*Dados apresentados*:
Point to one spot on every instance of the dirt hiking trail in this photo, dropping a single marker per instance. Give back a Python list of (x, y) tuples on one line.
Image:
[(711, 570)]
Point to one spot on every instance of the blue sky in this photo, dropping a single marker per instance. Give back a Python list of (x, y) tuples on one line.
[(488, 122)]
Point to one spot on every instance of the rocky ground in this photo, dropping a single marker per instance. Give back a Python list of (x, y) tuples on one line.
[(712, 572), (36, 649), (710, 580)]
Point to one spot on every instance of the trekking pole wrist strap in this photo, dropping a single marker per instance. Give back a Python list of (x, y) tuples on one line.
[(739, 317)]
* * *
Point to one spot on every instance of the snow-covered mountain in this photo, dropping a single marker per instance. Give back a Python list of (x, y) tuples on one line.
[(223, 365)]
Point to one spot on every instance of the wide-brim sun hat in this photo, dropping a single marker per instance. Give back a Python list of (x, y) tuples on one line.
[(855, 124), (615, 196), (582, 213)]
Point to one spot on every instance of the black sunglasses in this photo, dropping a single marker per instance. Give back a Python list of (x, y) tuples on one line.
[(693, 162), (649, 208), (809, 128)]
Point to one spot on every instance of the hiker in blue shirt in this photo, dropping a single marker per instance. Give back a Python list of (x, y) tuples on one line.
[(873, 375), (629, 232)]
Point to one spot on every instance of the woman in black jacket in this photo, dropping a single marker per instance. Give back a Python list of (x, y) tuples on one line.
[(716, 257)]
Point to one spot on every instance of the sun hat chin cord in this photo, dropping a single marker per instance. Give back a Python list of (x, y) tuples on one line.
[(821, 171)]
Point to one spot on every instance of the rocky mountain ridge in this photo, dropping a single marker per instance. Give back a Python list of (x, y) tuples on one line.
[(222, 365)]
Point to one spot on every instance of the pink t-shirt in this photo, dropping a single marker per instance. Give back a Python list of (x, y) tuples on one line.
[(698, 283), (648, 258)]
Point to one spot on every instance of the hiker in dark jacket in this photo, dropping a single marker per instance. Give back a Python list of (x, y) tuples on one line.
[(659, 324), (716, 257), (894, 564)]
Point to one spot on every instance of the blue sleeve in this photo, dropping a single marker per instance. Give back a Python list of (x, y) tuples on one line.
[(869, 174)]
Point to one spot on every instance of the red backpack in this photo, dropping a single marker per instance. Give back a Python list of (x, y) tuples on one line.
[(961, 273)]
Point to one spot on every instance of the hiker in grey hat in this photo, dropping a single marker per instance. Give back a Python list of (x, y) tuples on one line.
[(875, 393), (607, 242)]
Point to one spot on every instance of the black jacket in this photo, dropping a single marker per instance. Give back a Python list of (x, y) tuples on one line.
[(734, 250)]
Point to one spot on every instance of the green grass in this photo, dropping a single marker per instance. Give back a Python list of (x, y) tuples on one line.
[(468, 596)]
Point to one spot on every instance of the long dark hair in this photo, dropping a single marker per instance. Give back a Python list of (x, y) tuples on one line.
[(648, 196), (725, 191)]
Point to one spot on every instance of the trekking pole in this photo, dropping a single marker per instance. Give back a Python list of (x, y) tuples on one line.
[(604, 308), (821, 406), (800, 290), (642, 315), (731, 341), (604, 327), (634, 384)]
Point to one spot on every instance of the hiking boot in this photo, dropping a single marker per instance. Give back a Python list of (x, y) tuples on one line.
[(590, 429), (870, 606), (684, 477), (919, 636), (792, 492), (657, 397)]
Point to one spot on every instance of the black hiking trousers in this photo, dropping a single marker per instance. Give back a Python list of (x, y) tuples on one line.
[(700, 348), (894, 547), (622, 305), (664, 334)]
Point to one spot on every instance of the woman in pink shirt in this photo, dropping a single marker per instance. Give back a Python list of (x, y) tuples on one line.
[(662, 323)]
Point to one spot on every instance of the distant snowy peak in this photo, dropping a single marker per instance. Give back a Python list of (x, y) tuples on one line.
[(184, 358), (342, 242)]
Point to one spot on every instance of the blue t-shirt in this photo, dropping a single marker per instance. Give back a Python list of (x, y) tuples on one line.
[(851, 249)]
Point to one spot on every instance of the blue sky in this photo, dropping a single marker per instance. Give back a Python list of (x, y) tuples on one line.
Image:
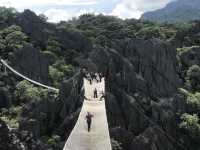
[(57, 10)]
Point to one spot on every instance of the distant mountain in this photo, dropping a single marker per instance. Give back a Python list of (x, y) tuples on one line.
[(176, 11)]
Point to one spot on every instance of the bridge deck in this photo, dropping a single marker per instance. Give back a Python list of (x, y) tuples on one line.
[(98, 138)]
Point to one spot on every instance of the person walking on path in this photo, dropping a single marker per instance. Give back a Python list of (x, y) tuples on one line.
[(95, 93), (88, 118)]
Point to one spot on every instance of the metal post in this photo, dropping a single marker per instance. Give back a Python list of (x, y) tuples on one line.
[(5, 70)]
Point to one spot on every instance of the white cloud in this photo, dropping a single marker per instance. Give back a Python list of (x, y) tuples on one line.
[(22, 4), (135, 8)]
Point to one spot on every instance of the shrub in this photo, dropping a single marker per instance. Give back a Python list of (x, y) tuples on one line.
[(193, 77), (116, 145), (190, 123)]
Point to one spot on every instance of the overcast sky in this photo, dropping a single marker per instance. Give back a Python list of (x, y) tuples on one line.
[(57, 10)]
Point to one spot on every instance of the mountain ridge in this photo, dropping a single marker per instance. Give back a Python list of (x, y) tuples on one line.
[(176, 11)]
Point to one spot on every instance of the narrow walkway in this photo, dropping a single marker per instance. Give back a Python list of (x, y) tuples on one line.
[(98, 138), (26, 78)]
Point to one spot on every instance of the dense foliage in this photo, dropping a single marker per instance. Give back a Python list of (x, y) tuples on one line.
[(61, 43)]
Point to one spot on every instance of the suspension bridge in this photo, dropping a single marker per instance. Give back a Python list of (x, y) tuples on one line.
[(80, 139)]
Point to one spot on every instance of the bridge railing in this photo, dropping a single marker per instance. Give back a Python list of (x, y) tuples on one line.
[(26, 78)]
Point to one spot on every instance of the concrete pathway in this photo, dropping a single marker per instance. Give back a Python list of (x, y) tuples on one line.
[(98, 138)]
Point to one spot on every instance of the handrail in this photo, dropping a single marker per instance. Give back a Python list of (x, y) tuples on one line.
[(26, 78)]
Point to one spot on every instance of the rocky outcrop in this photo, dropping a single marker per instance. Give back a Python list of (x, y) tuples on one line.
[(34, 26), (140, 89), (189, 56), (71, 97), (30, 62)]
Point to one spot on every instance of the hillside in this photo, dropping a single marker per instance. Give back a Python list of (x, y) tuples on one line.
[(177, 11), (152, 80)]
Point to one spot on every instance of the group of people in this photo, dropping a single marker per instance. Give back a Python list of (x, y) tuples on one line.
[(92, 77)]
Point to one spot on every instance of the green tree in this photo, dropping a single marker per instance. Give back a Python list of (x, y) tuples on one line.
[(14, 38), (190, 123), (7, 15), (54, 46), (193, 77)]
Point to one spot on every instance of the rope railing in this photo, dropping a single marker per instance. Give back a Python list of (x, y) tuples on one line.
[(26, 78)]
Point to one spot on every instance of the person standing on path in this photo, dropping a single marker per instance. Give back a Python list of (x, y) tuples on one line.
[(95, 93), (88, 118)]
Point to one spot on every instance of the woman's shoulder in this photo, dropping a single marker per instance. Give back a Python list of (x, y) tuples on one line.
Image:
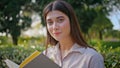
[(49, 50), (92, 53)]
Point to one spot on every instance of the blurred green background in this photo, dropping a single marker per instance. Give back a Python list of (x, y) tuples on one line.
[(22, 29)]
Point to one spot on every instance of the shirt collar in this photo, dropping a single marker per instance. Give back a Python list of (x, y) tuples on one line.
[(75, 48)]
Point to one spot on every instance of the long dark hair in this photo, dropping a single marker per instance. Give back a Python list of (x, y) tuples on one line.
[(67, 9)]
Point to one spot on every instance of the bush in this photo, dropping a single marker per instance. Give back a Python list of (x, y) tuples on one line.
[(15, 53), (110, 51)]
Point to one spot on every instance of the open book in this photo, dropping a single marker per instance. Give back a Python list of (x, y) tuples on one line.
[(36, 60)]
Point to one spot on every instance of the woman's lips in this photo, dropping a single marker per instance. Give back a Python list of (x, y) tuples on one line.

*Instrução escrita*: Como ficam as linhas do material desde a que contém "Point to one spot on every instance of the dirt" até a que contém "[(739, 317)]", inclusive, se você substituir "wrist strap" por "hand loop" e deixar todo o resto inalterado? Reescreva somente essas linhas.

*Resposta completa*:
Point to one spot on every instance of the dirt hiking trail in this photo, dropping a single marker per instance. Give back a Python list of (x, y) tuples on one line.
Image:
[(711, 570)]
Point to one spot on every instance of the blue sky in this photo, dropping a single marker per instance. Give back a Python list of (x, y) tuples on one line.
[(488, 122)]
Point to one spot on every instance of the rocky ground in this photo, dropping a single marker per instance. Give back a Python list of (x, y) tuples on one line.
[(712, 572), (36, 649), (710, 580)]
Point to one spot on every instance of the trekking pole hand loop in this photo, dropping a single marker per instance. Give back a Python list of (x, y) tuples on one line.
[(739, 317)]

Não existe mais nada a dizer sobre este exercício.